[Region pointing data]
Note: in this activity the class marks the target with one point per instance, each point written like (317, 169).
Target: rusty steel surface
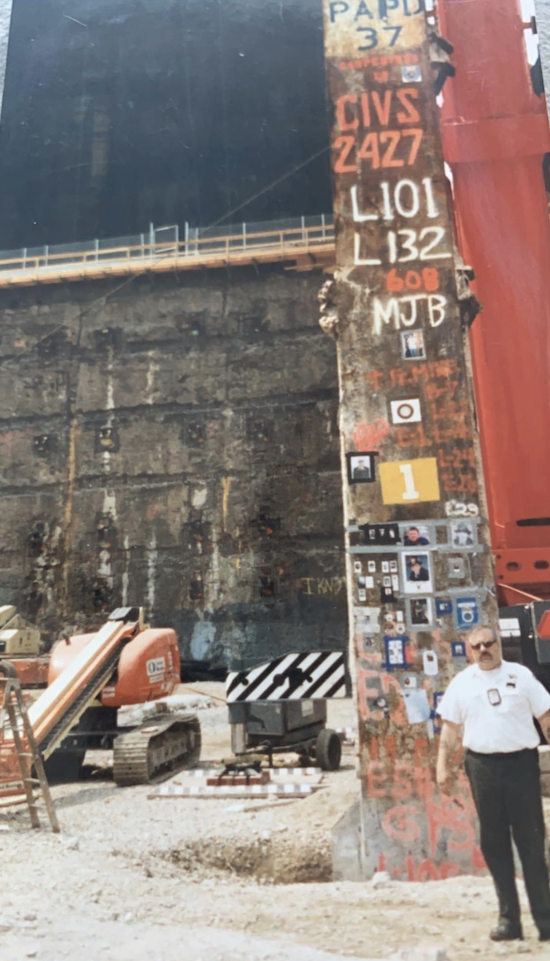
(419, 567)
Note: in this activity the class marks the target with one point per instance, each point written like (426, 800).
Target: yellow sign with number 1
(409, 481)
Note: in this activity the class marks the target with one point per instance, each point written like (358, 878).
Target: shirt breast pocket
(513, 701)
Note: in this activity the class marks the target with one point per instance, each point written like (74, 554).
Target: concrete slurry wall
(5, 20)
(174, 444)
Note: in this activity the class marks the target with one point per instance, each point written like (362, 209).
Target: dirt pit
(134, 879)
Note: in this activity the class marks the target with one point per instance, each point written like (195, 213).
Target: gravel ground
(162, 880)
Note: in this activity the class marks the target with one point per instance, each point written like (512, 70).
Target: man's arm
(544, 722)
(447, 746)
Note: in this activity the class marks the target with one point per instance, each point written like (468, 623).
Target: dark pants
(507, 795)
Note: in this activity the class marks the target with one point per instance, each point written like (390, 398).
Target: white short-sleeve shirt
(496, 707)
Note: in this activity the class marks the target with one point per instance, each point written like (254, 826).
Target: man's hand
(445, 780)
(544, 722)
(447, 747)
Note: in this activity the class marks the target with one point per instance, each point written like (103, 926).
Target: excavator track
(157, 749)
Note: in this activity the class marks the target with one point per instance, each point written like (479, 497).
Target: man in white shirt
(495, 702)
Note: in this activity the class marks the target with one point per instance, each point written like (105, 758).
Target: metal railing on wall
(167, 247)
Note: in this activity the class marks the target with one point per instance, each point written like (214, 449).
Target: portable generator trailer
(280, 707)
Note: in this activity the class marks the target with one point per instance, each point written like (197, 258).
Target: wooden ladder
(14, 715)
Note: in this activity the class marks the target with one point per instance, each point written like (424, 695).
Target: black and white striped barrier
(315, 675)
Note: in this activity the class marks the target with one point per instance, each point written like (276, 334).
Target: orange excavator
(90, 677)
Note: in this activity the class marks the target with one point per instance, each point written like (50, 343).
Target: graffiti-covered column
(419, 570)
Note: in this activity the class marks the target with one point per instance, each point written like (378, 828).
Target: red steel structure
(495, 134)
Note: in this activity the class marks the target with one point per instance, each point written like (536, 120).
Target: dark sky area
(159, 110)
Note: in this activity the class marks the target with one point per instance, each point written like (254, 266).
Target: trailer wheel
(328, 750)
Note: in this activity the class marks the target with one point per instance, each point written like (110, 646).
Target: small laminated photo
(421, 612)
(412, 345)
(416, 535)
(361, 468)
(416, 572)
(463, 534)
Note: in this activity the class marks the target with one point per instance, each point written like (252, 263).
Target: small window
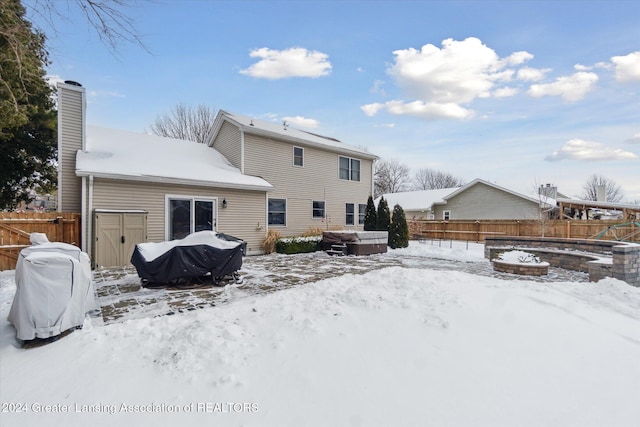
(186, 215)
(355, 170)
(318, 209)
(349, 169)
(298, 156)
(277, 212)
(349, 214)
(362, 210)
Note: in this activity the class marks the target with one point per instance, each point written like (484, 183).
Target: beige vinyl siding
(484, 202)
(316, 180)
(70, 115)
(244, 216)
(229, 143)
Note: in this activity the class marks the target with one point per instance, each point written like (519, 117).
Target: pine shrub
(370, 215)
(383, 216)
(398, 229)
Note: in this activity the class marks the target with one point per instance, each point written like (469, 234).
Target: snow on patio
(427, 335)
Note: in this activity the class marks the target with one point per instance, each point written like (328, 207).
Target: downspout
(90, 216)
(242, 151)
(373, 176)
(59, 188)
(83, 214)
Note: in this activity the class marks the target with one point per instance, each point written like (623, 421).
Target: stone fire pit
(520, 262)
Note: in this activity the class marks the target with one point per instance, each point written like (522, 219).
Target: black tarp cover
(194, 256)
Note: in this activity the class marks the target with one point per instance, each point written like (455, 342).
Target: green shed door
(116, 235)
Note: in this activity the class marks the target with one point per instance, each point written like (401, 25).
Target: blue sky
(514, 92)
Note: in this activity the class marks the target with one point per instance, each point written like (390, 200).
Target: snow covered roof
(288, 133)
(425, 199)
(417, 200)
(119, 154)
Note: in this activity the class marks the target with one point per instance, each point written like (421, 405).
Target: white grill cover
(53, 290)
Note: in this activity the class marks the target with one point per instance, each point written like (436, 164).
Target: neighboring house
(132, 187)
(478, 199)
(319, 182)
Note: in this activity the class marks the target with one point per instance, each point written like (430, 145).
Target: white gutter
(166, 180)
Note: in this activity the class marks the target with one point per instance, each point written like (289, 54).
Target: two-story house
(252, 176)
(318, 182)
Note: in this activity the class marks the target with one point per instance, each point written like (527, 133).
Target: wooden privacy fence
(16, 227)
(479, 229)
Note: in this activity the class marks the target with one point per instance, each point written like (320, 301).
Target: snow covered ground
(404, 346)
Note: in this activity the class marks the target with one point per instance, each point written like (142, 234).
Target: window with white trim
(349, 214)
(186, 215)
(362, 211)
(349, 169)
(277, 212)
(318, 209)
(298, 156)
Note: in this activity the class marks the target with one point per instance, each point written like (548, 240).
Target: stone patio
(121, 296)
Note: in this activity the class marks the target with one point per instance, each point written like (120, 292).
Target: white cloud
(528, 74)
(428, 110)
(579, 149)
(292, 62)
(635, 139)
(627, 67)
(504, 92)
(570, 88)
(442, 80)
(518, 58)
(459, 72)
(377, 88)
(299, 121)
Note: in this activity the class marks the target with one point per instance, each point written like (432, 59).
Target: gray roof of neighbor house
(119, 154)
(287, 133)
(420, 200)
(425, 199)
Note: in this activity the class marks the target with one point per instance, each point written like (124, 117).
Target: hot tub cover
(53, 290)
(196, 255)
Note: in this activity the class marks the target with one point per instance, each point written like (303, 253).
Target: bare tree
(613, 192)
(107, 17)
(185, 122)
(431, 179)
(390, 176)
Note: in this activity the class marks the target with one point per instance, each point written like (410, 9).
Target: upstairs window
(349, 169)
(298, 156)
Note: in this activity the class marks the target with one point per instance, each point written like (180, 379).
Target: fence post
(59, 221)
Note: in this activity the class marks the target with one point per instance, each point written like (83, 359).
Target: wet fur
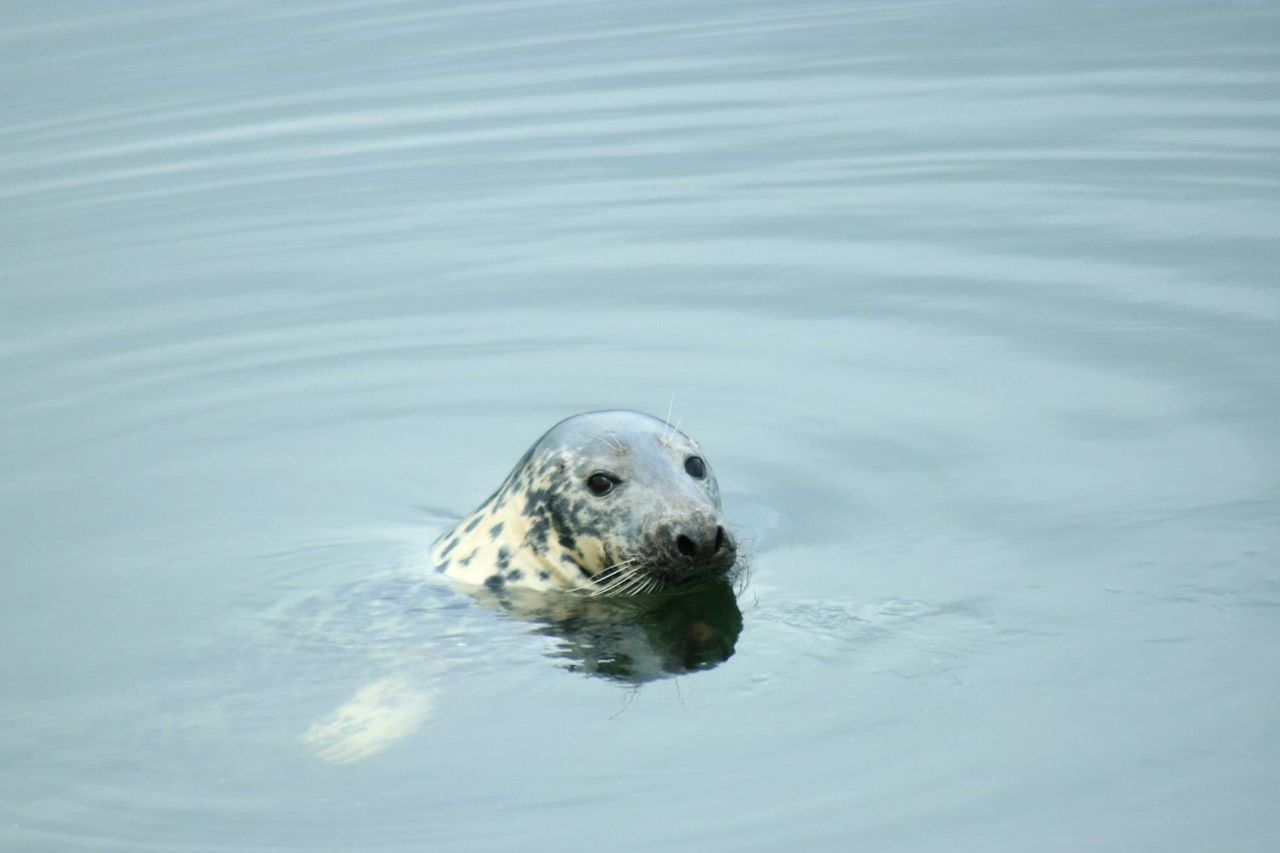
(544, 529)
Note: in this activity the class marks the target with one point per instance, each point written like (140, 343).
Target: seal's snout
(700, 544)
(702, 547)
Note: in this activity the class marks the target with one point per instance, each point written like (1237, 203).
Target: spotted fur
(658, 527)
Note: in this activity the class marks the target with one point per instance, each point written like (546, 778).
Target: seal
(607, 503)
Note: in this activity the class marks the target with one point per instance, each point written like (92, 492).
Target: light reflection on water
(973, 306)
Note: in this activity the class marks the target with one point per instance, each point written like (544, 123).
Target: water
(973, 308)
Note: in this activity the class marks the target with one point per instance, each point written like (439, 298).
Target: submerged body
(609, 502)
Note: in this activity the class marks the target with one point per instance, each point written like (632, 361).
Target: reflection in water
(644, 638)
(631, 639)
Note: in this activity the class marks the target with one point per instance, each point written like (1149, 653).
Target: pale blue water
(973, 306)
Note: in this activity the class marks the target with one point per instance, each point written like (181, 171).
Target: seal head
(608, 502)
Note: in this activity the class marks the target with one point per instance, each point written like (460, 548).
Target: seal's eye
(695, 466)
(600, 484)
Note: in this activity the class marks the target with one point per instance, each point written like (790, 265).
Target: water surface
(973, 308)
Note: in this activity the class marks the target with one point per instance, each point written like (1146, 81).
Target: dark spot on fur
(536, 537)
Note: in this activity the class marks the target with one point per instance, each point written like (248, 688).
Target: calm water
(973, 306)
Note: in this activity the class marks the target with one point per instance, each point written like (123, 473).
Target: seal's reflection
(639, 638)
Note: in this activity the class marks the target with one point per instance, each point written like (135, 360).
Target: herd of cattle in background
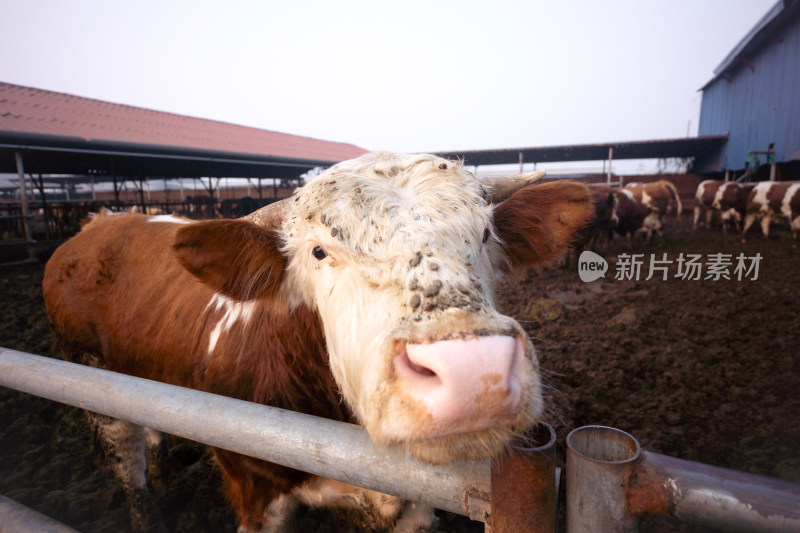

** YOUR OBJECTIVE **
Word for word, repeat all of the entries above, leaving out the pictures.

** RESPONSE TO THIS TASK **
Note: in this activity the class marks the target with one point per instance, each point written like (317, 169).
Target: rusty steel surface
(419, 567)
Note: in this activity the class marks the target with one point per instance, each point written like (426, 800).
Target: yellow sign with number 1
(409, 481)
Note: in this activity the class marks the target with one point per instance, each point written like (358, 878).
Target: shirt breast pocket
(513, 701)
Note: in this activity the class marks the target with one point per instance, each point written like (74, 554).
Target: concrete slurry wall
(5, 20)
(174, 444)
Note: in this activity the class marks the target with one point per instance, each point written like (362, 209).
Target: dirt pit
(134, 879)
Note: in this activity the class marks the target with one point per instance, each point written like (195, 213).
Target: gravel ground
(162, 880)
Note: in this activity the class marks the target with one point per instance, each point written like (512, 70).
Target: man's arm
(544, 722)
(447, 746)
Note: in this activity the class marks the target with one point per instance, each point written like (468, 623).
Target: dark pants
(507, 795)
Note: in this activity the class marks the target with one point per instance, each point written like (390, 398).
Target: white short-sleeve shirt
(496, 707)
Note: in this activity the class marks the target with one point per instance, each point written like (254, 826).
Target: man's hand
(445, 780)
(544, 722)
(447, 747)
Note: in this activity the class marks the target with one point per instance, each point written like (103, 926).
Target: excavator track
(157, 749)
Note: in this activity the class marks the target with one point per instance, each point written like (479, 497).
Target: man in white shirt
(495, 702)
Note: in this activity the class marks the target with one point per instance, each point written like (105, 758).
Target: metal railing on wall
(167, 247)
Note: in this activity the class marks the target with one point per instance, each point written like (214, 449).
Target: portable generator trailer
(280, 707)
Note: in this activity the class marks the target with one point per instance, each point written like (197, 258).
Target: wooden ladder
(14, 715)
Note: in this activity the class marks the target with one point per instance, each point written like (424, 695).
Target: black and white striped barrier
(315, 675)
Note: in this activity the class marks the target with one point per instance, each point written like (276, 334).
Target: orange excavator
(90, 677)
Note: in this activity the class marks the target with one point per instance, each point written like (50, 343).
Target: graffiti-covered column
(419, 570)
Note: in this activity the class marks the target with one point per instance, each point written like (378, 828).
Target: red steel structure
(495, 134)
Note: in this activity the class marks the target with one point per instance, each point written like (536, 120).
Target: dark sky area
(159, 110)
Note: in this activity the class marks the target with one point per instance, each point written like (254, 266).
Target: trailer wheel
(328, 750)
Note: in this activity the class marks the target with one point per instance, each point written like (110, 646).
Target: small laminated photo
(421, 612)
(412, 345)
(416, 535)
(361, 468)
(416, 572)
(463, 534)
Note: in this activity the class marks the target with one point per instance, each point written like (252, 263).
Target: small window
(186, 215)
(355, 170)
(318, 209)
(349, 169)
(298, 156)
(277, 212)
(349, 214)
(362, 210)
Note: in this activity the class marks the target with one point per instance, each point written like (484, 183).
Target: beige vinyl siding
(484, 202)
(316, 180)
(70, 115)
(244, 216)
(229, 143)
Note: in this activity the class marks the target with one point per instance, each point written like (519, 117).
Target: pine shrub
(370, 215)
(383, 216)
(398, 229)
Note: in this activity the class marks the target with one point per instance, each point written like (469, 234).
Target: snow on patio
(427, 335)
Note: in this activity the class marks the target with one point per instance, each point written like (328, 207).
Target: downspout
(90, 216)
(242, 151)
(373, 176)
(59, 188)
(83, 214)
Note: in this activity the class marks the target with one point per instance, each point written like (623, 421).
Target: stone fire pit
(520, 262)
Note: in this activity the class marks the target with one point per instance, each point written like (522, 219).
Target: black tarp cover
(194, 256)
Note: in this activity the class marks the target with one point per instance, each point written like (455, 342).
Target: green shed door
(116, 235)
Note: in this activity the class marks the target with one point per instance, each point written like (401, 25).
Target: blue sky
(514, 92)
Note: in this activity the class marks the target with one point per instance, each point written like (390, 200).
Target: snow covered roof
(288, 133)
(425, 199)
(417, 200)
(119, 154)
Note: in this activity the class marks the target with one point per instance, each point written like (421, 405).
Target: white grill cover
(53, 290)
Note: in this activity the class marks the target with one point per instance, each point written like (436, 164).
Target: neighboring house
(132, 187)
(478, 199)
(319, 182)
Note: in this activity the class marks the target with one point per instance, each point written like (430, 145).
Target: white gutter
(166, 180)
Note: in this activity the class marks the target with one point per instance, each point written like (289, 54).
Target: two-story house
(252, 176)
(318, 182)
Note: in this activity the class marks the target with one point per instance, each point written like (527, 133).
Target: wooden privacy fence
(16, 227)
(479, 229)
Note: in this activity the class marks the target with one point per instance, each point written like (320, 301).
Target: snow covered ground
(404, 346)
Note: in this activity the class marks the target with one point per instance, each point written like (142, 234).
Target: window with white trim
(349, 214)
(186, 215)
(362, 211)
(349, 169)
(277, 212)
(318, 209)
(298, 156)
Note: in this activity the class marks the target with one point per instance, each point written like (548, 240).
Target: stone patio
(121, 296)
Note: in this activity the class marks the target with one point per instance, each point written like (120, 292).
Target: white cloud
(528, 74)
(428, 110)
(579, 149)
(292, 62)
(635, 139)
(627, 67)
(504, 92)
(570, 88)
(442, 80)
(518, 58)
(459, 72)
(377, 88)
(299, 121)
Note: in this activity the class marks the target with one point per instance, each point written like (432, 59).
Target: gray roof of neighbor house
(119, 154)
(287, 133)
(420, 200)
(425, 199)
Note: in this activity the class marks the target with one point per instance, each point written like (124, 117).
Target: hot tub cover
(53, 290)
(196, 255)
Note: in this activity the class marks the target with one point per instance, each point written like (303, 253).
Target: bare tree
(613, 192)
(107, 17)
(185, 122)
(431, 179)
(390, 176)
Note: in this activity the class marks the target with one point per instance, each point written like (410, 9).
Target: upstairs window
(349, 169)
(298, 156)
Note: in this activity the class marks the target with one point per instance, each point written like (180, 379).
Target: fence post
(59, 221)
Note: in this activity the class marks the target with one point per instance, each point written like (83, 359).
Target: wet fur
(544, 529)
Note: in this activity the class marks the target with one point per instance, each point written like (140, 343).
Target: seal's snout
(700, 544)
(702, 547)
Note: in this activity the class marks the target with one point per instance, each point written like (1237, 203).
Target: spotted fur
(658, 527)
Note: in this activity the class marks the target with one point per instance, each point written like (546, 778).
Target: seal
(607, 503)
Note: in this activity the class marks the target with one point per instance, each point written like (92, 492).
Target: light reflection on water
(973, 306)
Note: in this activity the class marks the target with one point per instance, each point written like (544, 123).
Target: water
(973, 308)
Note: in this activity the class marks the target with one point per instance, each point written like (439, 298).
Target: submerged body
(609, 502)
Note: in this activity the class marks the target with one point per instance, each point written like (632, 361).
Target: reflection in water
(644, 638)
(631, 639)
Note: in this activity the class marks the target with one point per instance, each point written like (1149, 653).
Target: pale blue water
(973, 306)
Note: in this activity the class marks the target with one point per instance, each point written like (181, 171).
Target: seal head
(608, 502)
Note: in this activity the class marks the target with one point per instance, each point written like (460, 548).
Target: seal's eye
(695, 466)
(600, 484)
Note: in this activity the class marks the target with one point per instance, each point written like (790, 265).
Target: water surface
(973, 308)
Note: in this activity the class marks the target with one point per instance, each point written like (1146, 81).
Target: dark spot on fur
(536, 537)
Note: in this activity the class marks the target with one point per instance, each point written like (248, 688).
Target: calm water
(973, 306)
Note: in this activity the class marks the target with one point per instance, each point written like (123, 473).
Target: seal's reflection
(639, 638)
Note: in this activity the class marks the target with one point per instance, each point written like (135, 360).
Target: herd of cattle in background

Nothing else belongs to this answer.